# PROBLEM TO SOLVE
State how many lines of the data below contain the word "bicycle". Provide only the number.

(Location identification entries)

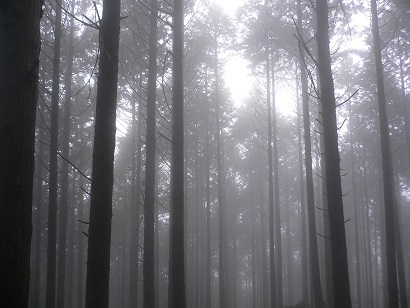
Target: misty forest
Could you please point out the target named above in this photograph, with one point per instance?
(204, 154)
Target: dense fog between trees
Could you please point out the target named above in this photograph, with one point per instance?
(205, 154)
==
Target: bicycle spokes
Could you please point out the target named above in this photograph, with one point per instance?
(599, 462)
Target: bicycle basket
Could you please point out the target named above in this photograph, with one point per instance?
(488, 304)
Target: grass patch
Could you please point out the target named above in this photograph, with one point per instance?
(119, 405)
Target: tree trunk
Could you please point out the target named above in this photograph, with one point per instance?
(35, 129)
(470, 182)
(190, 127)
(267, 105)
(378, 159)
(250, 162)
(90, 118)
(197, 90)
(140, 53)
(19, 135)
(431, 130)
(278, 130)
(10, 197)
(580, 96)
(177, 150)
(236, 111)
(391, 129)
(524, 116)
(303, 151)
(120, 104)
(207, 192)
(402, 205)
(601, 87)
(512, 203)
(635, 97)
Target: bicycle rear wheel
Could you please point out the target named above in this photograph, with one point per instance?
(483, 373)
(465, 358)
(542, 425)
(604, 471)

# THE ANSWER
3